>> BEGIN Excerpted data

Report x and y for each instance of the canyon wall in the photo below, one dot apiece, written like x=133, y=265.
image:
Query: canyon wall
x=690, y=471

>> END Excerpted data
>> BEGIN Excerpted data

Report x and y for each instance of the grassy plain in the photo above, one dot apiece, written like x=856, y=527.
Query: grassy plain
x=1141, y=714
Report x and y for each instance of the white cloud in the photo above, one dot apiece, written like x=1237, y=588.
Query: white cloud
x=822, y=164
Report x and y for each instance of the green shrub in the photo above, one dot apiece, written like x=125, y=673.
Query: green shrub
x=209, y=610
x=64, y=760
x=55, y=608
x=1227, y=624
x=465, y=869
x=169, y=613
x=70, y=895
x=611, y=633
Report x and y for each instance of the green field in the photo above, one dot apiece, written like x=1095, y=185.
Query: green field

>> END Excerpted data

**Required task:** Please retype the rows from the line containing "Report x and y for each instance of the grassy" to the line containing "x=611, y=633", including both of those lines, with no changes.

**Response:**
Report x and y for each instance of the grassy plain in the photo above, one dot apiece, written like x=856, y=527.
Query: grassy plain
x=1141, y=714
Report x and y for each instance of the white cloud in the photo above, one dot apiece, written like x=1237, y=588.
Query: white cloud
x=822, y=164
Report x and y for each instance of the green shrub in the photo above, one dot apiece, written like x=125, y=673.
Query: green shrub
x=209, y=610
x=64, y=760
x=55, y=608
x=1227, y=624
x=465, y=869
x=169, y=613
x=70, y=895
x=611, y=633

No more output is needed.